Passage to read -

»»

What has been your biggest challenge in recent times?

The hotel industry, driven by customer expectations when it comes to hygiene standards, exceptional service and customised personal experiences, faces a vast set of challenges. Combined with increasing competition, hotels need to make sure they exceed expectations at every stage of their guests’ stay. A few of the challenges faced by hotels on a regular basis include cleanliness, technology, sustainability, meaningful experiences, etc. Efficient housekeeping teams, innovative use of technology that benefits customers, and meeting the challenges and expectations of the guests in a sustainable way can ensure long term growth and loyalty amongst guests.


How according to you is the hospitality sector going to perform in 2020?

««

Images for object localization

»»

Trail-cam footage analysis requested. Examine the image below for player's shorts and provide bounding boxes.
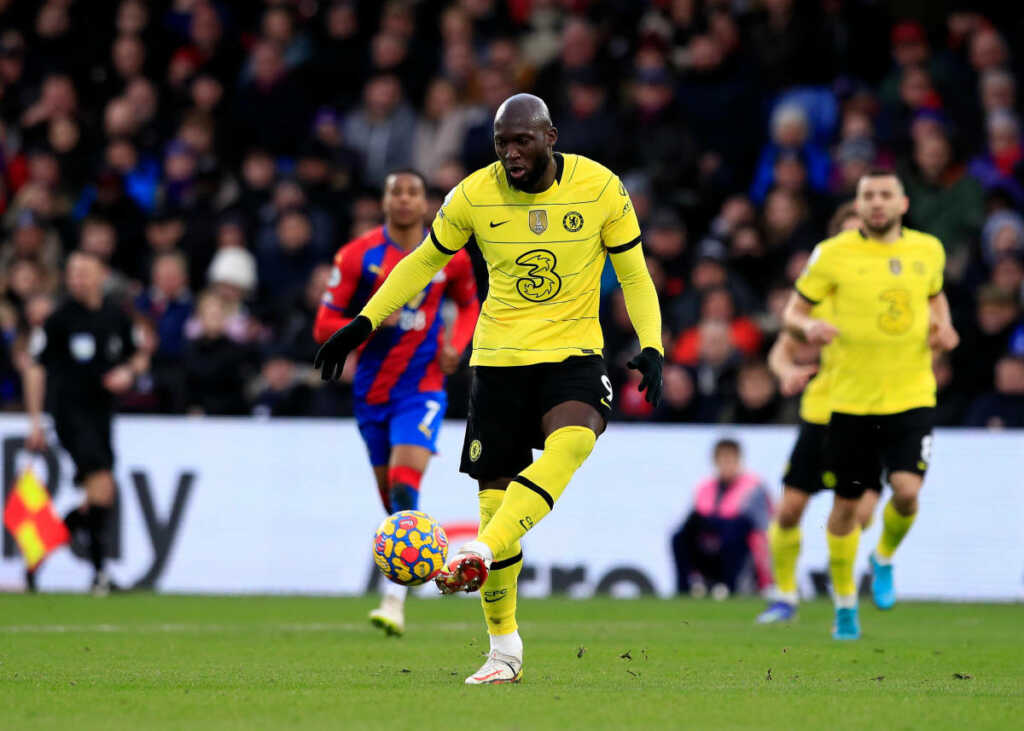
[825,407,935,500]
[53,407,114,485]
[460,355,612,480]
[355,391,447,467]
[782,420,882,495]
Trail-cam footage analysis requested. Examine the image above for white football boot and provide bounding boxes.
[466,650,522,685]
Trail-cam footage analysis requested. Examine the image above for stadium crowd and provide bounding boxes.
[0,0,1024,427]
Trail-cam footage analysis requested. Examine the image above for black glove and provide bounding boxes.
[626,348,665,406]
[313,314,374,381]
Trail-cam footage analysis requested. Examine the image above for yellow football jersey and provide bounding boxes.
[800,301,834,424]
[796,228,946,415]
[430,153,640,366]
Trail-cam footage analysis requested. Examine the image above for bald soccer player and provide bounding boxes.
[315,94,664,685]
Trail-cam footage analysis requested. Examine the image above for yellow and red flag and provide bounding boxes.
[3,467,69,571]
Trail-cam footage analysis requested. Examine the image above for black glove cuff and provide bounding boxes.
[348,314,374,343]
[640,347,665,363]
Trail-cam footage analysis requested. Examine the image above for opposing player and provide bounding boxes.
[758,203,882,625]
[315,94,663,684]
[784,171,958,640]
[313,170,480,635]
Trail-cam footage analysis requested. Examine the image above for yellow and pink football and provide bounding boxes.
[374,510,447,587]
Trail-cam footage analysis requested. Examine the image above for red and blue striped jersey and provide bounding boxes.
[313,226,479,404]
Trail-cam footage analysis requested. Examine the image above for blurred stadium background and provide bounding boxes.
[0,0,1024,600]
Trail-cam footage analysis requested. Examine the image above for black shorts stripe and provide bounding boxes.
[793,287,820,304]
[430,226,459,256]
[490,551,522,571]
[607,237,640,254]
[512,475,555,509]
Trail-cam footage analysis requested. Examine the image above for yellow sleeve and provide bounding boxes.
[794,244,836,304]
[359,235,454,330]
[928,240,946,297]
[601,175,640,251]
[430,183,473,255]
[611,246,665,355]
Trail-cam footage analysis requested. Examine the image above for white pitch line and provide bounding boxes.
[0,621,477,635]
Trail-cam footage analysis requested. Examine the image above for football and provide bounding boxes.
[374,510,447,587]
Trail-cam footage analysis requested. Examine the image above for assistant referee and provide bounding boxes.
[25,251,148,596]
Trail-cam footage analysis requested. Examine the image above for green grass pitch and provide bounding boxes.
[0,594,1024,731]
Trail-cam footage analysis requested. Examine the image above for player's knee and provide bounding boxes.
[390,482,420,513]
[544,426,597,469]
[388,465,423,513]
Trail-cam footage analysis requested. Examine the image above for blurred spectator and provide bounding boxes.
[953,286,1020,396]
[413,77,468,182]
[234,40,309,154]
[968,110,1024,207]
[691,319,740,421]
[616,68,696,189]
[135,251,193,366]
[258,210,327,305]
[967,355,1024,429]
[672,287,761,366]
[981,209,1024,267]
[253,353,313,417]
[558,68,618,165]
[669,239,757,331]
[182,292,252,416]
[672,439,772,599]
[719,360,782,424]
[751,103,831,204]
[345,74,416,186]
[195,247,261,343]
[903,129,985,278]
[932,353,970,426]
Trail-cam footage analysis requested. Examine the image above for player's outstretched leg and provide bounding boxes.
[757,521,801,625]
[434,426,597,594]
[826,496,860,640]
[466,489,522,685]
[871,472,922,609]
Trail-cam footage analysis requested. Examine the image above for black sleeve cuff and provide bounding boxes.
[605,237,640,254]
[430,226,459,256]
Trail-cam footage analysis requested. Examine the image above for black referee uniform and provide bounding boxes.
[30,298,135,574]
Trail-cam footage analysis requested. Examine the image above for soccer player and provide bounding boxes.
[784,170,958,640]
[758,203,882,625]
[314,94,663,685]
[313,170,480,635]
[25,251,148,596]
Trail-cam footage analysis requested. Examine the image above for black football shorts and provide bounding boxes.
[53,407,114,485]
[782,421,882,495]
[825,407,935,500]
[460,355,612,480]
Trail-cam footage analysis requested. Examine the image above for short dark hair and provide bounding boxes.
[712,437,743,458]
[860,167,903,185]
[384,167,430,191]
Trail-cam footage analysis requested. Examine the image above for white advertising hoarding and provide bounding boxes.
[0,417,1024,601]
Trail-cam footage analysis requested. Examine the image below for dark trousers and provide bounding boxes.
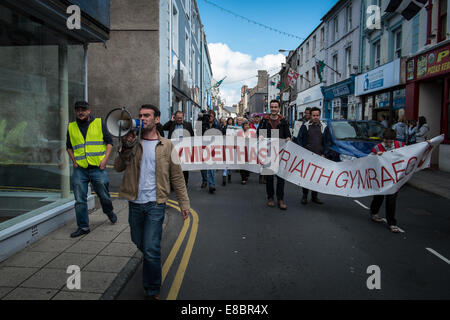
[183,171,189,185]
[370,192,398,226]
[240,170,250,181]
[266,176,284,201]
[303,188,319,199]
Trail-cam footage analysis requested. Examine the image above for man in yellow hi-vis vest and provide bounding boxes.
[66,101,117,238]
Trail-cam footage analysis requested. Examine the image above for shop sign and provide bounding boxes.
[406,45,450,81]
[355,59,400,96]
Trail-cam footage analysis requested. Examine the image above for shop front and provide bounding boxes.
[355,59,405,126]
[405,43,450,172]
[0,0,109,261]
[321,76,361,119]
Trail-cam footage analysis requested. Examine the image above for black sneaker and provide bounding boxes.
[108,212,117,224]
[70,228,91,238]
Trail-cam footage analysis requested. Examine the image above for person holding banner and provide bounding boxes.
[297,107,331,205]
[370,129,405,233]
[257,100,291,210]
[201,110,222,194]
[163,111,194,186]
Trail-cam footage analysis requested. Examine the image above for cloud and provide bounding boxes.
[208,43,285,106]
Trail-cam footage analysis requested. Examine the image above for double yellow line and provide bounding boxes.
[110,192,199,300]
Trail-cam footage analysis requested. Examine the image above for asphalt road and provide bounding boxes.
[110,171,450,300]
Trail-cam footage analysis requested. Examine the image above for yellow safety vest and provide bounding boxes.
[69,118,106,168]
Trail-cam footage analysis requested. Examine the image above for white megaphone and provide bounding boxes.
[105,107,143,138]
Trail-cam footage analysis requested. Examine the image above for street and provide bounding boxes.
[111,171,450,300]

««

Required tasks -
- a) In the hotel industry passage, what is combined with the industry's challenges so that hotels need to exceed expectations at every stage of a guest's stay?
- b) Translate this sentence from the hotel industry passage into Spanish: "Combined with increasing competition, hotels need to make sure they exceed expectations at every stage of their guests’ stay."
- c) Write out the part of the hotel industry passage that opens with the words containing "The hotel industry, driven" and closes with "loyalty amongst guests.", swapping "housekeeping" for "cleaning".
Please rely only on the hotel industry passage.

Answers in order -
- a) Increasing competition.

- b) Sumado a la creciente competencia, los hoteles deben asegurarse de superar las expectativas en cada etapa de la estancia de sus huéspedes.

- c)
The hotel industry, driven by customer expectations when it comes to hygiene standards, exceptional service and customised personal experiences, faces a vast set of challenges. Combined with increasing competition, hotels need to make sure they exceed expectations at every stage of their guests’ stay. A few of the challenges faced by hotels on a regular basis include cleanliness, technology, sustainability, meaningful experiences, etc. Efficient cleaning teams, innovative use of technology that benefits customers, and meeting the challenges and expectations of the guests in a sustainable way can ensure long term growth and loyalty amongst guests.